▸ **Selected excerpt**:
Segment Open
Art enables us to find ourselves and lose ourselves at the same time.-Thomas Merton
Tonight my new house feels like home. My Dad, an engineer that happens to be very talented at placing art and furniture, came over last night to hang my pictures and rearrange furniture in exchange for Sunday dinner (remember – I love to cook for people who help me. My short to-do list includes minor toilet repair, storm door installation, or digging up/moving a crepe myrtle. If you have any of these skills, contact me! Good wine, good food, and good company in exchange for your labor!).
Tonight as I sit in my sun room, I feel connected to my space in a new, very good way. From my comfy couch, I can see a lot of my art in my purview. Having these pieces in place in my new home grounds me in a way that I didn’t realize until tonight. Just like my taste in music, movies and books – my taste in art is eclectic. I like variety – oil, watercolor, glass, acrylic, mixed media, pottery, photography, jewelry…you name it. The only thing in common in all of my art is that I have emotionally connected with each piece in some way, and that ties them together – and to me of course.
Segment Closed
▸ **Exercise**: List every art medium or form named in the passage about the new home as part of the writer's eclectic taste. The records that follow have no connection to the passage about the new home.

▸ **Raw data**:
Segment Open
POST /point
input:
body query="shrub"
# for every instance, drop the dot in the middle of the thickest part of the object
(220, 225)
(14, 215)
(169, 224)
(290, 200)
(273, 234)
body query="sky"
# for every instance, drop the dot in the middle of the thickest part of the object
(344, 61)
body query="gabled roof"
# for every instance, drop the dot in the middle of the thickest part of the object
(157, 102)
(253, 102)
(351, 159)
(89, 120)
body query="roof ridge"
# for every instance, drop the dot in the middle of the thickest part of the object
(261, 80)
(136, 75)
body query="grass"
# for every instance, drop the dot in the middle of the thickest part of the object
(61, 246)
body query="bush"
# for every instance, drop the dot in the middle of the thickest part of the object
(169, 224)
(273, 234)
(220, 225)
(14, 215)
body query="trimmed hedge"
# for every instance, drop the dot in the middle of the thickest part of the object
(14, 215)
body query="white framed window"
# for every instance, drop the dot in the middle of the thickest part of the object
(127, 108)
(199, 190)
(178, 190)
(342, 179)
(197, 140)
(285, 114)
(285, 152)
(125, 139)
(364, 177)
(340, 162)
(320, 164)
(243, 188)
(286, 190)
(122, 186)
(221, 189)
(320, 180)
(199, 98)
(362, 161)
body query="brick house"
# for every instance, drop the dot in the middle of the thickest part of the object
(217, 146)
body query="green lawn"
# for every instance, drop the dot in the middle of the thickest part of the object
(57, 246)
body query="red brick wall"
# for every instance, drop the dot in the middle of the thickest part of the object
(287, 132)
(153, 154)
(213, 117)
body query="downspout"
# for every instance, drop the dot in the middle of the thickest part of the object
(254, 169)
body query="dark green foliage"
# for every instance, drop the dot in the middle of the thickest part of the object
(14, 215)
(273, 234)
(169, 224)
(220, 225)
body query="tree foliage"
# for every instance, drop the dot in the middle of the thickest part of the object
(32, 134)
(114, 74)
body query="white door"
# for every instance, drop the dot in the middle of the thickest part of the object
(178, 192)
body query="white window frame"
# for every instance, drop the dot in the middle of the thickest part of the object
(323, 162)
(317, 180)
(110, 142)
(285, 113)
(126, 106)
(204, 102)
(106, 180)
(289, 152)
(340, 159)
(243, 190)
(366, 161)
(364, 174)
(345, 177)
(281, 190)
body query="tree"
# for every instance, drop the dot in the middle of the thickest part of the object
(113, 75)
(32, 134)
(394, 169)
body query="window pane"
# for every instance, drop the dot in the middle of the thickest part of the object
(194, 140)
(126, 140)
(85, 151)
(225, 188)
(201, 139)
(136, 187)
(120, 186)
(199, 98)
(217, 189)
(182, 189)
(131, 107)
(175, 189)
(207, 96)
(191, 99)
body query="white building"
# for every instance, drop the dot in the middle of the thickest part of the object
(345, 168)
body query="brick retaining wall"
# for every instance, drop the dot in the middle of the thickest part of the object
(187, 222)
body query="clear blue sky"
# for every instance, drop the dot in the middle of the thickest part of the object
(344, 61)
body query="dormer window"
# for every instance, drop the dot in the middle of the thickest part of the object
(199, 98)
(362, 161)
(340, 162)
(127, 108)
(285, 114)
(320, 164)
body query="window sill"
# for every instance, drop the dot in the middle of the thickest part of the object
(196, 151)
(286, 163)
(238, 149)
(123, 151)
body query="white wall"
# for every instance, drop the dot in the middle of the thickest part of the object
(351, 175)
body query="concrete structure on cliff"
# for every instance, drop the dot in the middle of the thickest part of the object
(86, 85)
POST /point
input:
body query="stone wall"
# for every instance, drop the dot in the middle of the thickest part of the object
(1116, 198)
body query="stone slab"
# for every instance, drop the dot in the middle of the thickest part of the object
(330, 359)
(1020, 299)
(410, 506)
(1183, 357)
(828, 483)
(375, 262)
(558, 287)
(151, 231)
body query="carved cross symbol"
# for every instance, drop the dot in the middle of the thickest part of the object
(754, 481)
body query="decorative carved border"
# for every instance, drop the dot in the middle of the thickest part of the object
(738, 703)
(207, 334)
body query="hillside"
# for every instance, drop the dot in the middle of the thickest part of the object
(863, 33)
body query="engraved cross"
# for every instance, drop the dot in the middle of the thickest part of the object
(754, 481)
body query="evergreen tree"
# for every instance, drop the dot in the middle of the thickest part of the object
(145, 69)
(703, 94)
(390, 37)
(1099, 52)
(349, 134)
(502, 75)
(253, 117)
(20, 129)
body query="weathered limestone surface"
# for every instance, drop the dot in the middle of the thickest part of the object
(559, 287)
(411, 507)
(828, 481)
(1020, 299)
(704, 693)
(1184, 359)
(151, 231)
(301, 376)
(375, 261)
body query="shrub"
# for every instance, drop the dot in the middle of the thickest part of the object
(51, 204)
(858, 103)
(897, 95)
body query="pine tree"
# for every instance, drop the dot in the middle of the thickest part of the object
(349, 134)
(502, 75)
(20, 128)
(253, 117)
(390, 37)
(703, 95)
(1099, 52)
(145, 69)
Segment Closed
▸ **Answer to the exercise**: Oil, watercolor, glass, acrylic, mixed media, pottery, photography, jewelry